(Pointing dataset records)
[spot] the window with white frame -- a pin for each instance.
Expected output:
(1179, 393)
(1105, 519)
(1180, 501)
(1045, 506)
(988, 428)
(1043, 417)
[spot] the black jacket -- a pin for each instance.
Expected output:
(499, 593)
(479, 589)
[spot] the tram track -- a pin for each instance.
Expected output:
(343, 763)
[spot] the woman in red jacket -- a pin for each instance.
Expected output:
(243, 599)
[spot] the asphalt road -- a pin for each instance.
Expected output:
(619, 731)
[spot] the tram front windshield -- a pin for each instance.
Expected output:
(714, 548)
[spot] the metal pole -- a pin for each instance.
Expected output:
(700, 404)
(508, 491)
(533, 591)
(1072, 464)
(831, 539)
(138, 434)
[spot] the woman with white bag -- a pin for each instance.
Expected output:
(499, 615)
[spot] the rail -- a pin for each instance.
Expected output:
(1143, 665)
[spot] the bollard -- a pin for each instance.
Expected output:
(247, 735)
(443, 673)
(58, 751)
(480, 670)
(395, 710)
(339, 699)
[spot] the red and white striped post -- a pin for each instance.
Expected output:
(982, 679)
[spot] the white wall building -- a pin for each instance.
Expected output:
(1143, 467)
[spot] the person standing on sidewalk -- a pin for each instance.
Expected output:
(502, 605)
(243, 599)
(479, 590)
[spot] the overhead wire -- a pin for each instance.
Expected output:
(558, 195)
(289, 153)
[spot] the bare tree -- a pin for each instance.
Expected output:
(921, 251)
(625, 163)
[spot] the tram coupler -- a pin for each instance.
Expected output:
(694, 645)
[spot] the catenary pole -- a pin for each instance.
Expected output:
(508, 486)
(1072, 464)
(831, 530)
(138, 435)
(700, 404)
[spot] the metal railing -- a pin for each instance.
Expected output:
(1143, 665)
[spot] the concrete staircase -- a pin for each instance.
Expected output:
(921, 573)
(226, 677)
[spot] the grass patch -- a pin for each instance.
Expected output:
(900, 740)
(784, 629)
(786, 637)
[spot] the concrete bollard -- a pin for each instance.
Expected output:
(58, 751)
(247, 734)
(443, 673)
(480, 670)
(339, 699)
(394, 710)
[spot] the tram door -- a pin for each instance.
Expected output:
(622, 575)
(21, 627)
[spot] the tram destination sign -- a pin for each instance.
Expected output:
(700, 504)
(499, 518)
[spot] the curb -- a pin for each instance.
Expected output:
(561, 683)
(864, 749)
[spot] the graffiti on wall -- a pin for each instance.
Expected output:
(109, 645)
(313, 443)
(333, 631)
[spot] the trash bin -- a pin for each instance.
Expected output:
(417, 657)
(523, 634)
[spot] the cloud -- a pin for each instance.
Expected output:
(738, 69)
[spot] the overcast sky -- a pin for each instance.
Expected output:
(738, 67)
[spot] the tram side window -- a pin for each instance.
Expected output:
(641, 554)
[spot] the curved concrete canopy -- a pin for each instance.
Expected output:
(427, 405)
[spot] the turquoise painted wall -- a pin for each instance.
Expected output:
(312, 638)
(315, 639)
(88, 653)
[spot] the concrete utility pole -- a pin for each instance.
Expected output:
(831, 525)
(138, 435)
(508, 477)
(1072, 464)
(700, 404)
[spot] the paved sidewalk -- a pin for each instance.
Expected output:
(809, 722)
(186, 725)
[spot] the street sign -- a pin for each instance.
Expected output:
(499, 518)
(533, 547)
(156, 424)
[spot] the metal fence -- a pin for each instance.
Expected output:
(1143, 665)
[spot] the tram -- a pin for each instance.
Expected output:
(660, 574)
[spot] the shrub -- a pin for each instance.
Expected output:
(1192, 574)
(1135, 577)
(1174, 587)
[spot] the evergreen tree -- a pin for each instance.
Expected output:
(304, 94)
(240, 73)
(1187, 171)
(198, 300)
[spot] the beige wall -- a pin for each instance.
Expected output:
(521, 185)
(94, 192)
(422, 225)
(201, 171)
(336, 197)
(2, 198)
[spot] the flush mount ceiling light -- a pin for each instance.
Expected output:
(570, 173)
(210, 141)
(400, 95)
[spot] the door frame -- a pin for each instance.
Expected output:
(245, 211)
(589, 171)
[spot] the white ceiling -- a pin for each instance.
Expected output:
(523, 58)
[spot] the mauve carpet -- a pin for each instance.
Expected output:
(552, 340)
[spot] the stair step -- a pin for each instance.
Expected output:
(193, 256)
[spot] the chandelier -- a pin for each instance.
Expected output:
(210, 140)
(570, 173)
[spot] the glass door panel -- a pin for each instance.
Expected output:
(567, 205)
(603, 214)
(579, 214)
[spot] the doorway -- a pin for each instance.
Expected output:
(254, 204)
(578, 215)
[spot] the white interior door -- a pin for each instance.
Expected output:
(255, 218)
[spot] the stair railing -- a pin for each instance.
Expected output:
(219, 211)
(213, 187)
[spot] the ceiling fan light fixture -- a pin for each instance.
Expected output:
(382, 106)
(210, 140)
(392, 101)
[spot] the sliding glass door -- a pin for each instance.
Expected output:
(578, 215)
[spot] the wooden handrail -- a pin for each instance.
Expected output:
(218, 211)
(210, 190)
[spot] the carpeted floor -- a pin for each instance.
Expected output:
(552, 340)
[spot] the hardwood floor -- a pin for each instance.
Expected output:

WORK TO COMPLETE: Send back all of the entries exactly, with nothing missing.

SOLUTION FOR THIS EXERCISE:
[spot] the window with white frame -- a pin for each instance.
Expected output:
(1179, 393)
(1105, 519)
(1180, 501)
(1045, 506)
(988, 428)
(1043, 417)
[spot] the black jacket -- a pin for each instance.
Expected output:
(499, 593)
(479, 589)
[spot] the tram track -- a pin for each instance.
Expected output:
(343, 763)
[spot] the woman in red jacket -- a pin for each instance.
Expected output:
(243, 599)
[spot] the asphalt road -- a pin for each instance.
Expected output:
(619, 731)
[spot] the tram front windshield -- a pin for each instance.
Expected output:
(714, 548)
[spot] the metal pole -- a pin for each instance.
Expected output:
(700, 404)
(508, 491)
(533, 591)
(1072, 464)
(831, 539)
(138, 434)
[spot] the woman with white bag -- a pin for each instance.
Expected output:
(499, 615)
[spot] the rail -- a pin for each instance.
Expected output:
(1143, 665)
[spot] the bollard -- a pin for each instance.
Expected output:
(247, 735)
(443, 673)
(58, 751)
(480, 670)
(395, 710)
(339, 699)
[spot] the red and white striped post -- a pin for each instance.
Expected output:
(982, 679)
[spot] the white wall building -- a pin for each instance.
Expected output:
(1143, 467)
[spot] the person standing on sidewalk -- a pin for each instance.
Expected output:
(502, 605)
(243, 599)
(479, 590)
[spot] the overhead wire -- a pin for each instance.
Expected output:
(558, 195)
(289, 153)
[spot] the bare tree -- a pin for each instance.
Expected output:
(921, 251)
(625, 163)
[spot] the tram coupler -- a pin for each instance.
Expected output:
(694, 645)
[spot] the catenary pole -- a pin for each instance.
Expected output:
(508, 486)
(1072, 464)
(831, 530)
(138, 435)
(700, 404)
[spot] the metal railing -- a pin for each instance.
Expected output:
(1143, 665)
[spot] the concrete staircase -- a pin for each instance.
Expected output:
(921, 573)
(226, 677)
[spot] the grass patch -- a pin for each instance.
Expected output:
(900, 740)
(784, 629)
(786, 637)
[spot] the concrete bollard -- a pin for each instance.
Expected output:
(58, 751)
(247, 734)
(443, 673)
(480, 670)
(339, 699)
(394, 710)
[spot] the tram door -- a pin for each instance.
Expected output:
(622, 575)
(21, 627)
[spot] the tram destination sign -- a pin for each instance.
Expected output:
(700, 504)
(499, 518)
[spot] the curb -- a pin for each instance.
Expected output:
(561, 683)
(864, 749)
[spot] the graffiti on wall -- a pin for each instance.
Expected output:
(109, 645)
(313, 443)
(333, 631)
[spot] the trash bin -- a pin for each instance.
Expected output:
(417, 657)
(523, 634)
[spot] the cloud -- a pin for each instance.
Expected output:
(738, 69)
[spot] the overcast sky -- a pin for each instance.
Expected output:
(738, 67)
[spot] the tram side window -- a pin for each instance.
Expected output:
(641, 554)
[spot] the curved concrete canopy -- a pin for each instance.
Expected output:
(427, 405)
[spot] the turquoise painted wall -- a pin for each instance.
Expected output:
(312, 638)
(315, 639)
(88, 653)
[spot] the concrete utility pole -- a pin for each instance.
Expected output:
(831, 525)
(138, 435)
(508, 477)
(1072, 464)
(700, 404)
[spot] the paved sidewalk -- a pin for each instance.
Expected output:
(809, 722)
(186, 725)
[spot] the street sign -- a pin for each instance.
Expected output:
(499, 518)
(533, 547)
(156, 424)
[spot] the metal fence -- a pin for each instance.
Expected output:
(1143, 665)
[spot] the tram -- a pin for each instance.
Expected output:
(660, 574)
[spot] the shrub -- a pin for each instance.
Expected output:
(1192, 574)
(1135, 577)
(1174, 587)
[spot] the evergreen tree -- a pin for each instance.
Expected output:
(304, 94)
(240, 73)
(1187, 171)
(198, 300)
[spot] the beige wall -- a pin for each instance.
Expected output:
(521, 185)
(94, 192)
(422, 225)
(201, 171)
(336, 197)
(2, 198)
[spot] the flush mount ceiling light -- a pin for each instance.
Expected output:
(570, 173)
(210, 141)
(400, 95)
[spot] the door frame -- a pin for each instance.
Expected output:
(245, 211)
(589, 171)
[spot] the white ceiling -- a pin for each instance.
Expected output:
(523, 58)
[spot] the mauve carpet -- a pin for each instance.
Expected output:
(552, 340)
[spot] the stair step -- a pin for each instance.
Expected output:
(193, 256)
[spot] the chandelier -- a pin for each instance.
Expected output:
(210, 140)
(570, 173)
[spot] the glass door panel -- a pin for each instance.
Expected output:
(567, 205)
(603, 214)
(579, 214)
[spot] the doorway -- a pin for each instance.
Expected output:
(254, 204)
(578, 215)
[spot] the white interior door -- a pin for each instance.
Expected output:
(255, 218)
[spot] the stair railing -- a pin for each instance.
Expected output:
(219, 211)
(213, 187)
[spot] the ceiling fan light fixture -- a pin for each instance.
Expected output:
(382, 106)
(210, 140)
(392, 101)
[spot] the sliding glass door -- a pin for each instance.
Expected output:
(578, 215)
[spot] the wooden handrail -- a pin for each instance.
Expected output:
(218, 211)
(210, 190)
[spot] the carpeted floor -- a pin for each instance.
Expected output:
(552, 340)
[spot] the hardwood floor -- a pin for each instance.
Expected output:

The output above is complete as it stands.